Article:
— START —
We have indicated our sampling process as follows:

$\displaystyle N_{\textit{sample}}^{e}=\{e|e\in N^{e},\textit{degree}(e)\in D\},$ (1)

where $e\in N^{e}$ is the representation of the entity directly connected to the node $u$ or $i$ . $\textit{degree}(e)$ denotes the degree of entity $e$ and $D$ denotes the set of $n$ highest degrees that $n$ is settable.

We use $r_{e_{v},e_{j}}$ to denote the relation between entity $e_{v}$ and $e_{j}$ . Then we use an inner product function $g$ to calculate the attention score between a user $u$ and a relation $r$ . The attention score between an item $i$ and a relation $r$ is calculated in the same way.

$\displaystyle\pi_{r_{i,e}}^{u}=g(u,r_{i,e}),$ (2) $\displaystyle\pi_{r_{u,e}}^{i}=g(i,r_{u,e}),$ (3)

where $\mathbf{u}\in\mathbb{R}^{d}$ , $\mathbf{i}\in\mathbb{R}^{d}$ and $\mathbf{r}\in\mathbb{R}^{d}$ are the representations of user $u$ , item $i$ and relation $r$ , respectively, $d$ is the dimension of representations. In general, $\pi_{r_{i,e}}^{u}$ characterizes the importance of relation $r$ to user $u$ and $r_{i,e}$ represents the relation between item $i$ and entity $e$ . For example, one user is concerned with the development language of a Github item, and another user is more concerned with the application area of a Github item. $\pi_{r_{u,e}}^{i}$ characterizes the importance of relation $r$ to item $i$ and $r_{u,e}$ represents the relation between user $u$ and entity $e$ . For example, a user follows a star user who is the author of this item, and another user’s favorite item is in the same direction as this item.
— END —
Required tasks:
• A. Using the excerpt, answer each question:
(i) What does $D$ denote?
(ii) What kind of function is $g$?
(iii) What does $d$ stand for?
• B. Extract from the excerpt the passage from "We have indicated" to "the same way.", copying it without any changes.
Rely only on the excerpt for everything that follows.

Data extract:
— START —
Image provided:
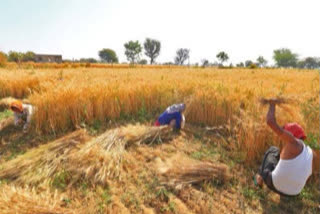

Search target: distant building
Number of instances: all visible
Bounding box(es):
— END —
Task-by-task solutions:
• A.
(i) $D$ denotes the set of $n$ highest degrees, where $n$ is settable.
(ii) $g$ is an inner product function.
(iii) $d$ is the dimension of representations.

• B.
We have indicated our sampling process as follows:

$\displaystyle N_{\textit{sample}}^{e}=\{e|e\in N^{e},\textit{degree}(e)\in D\},$ (1)

where $e\in N^{e}$ is the representation of the entity directly connected to the node $u$ or $i$ . $\textit{degree}(e)$ denotes the degree of entity $e$ and $D$ denotes the set of $n$ highest degrees that $n$ is settable.

We use $r_{e_{v},e_{j}}$ to denote the relation between entity $e_{v}$ and $e_{j}$ . Then we use an inner product function $g$ to calculate the attention score between a user $u$ and a relation $r$ . The attention score between an item $i$ and a relation $r$ is calculated in the same way.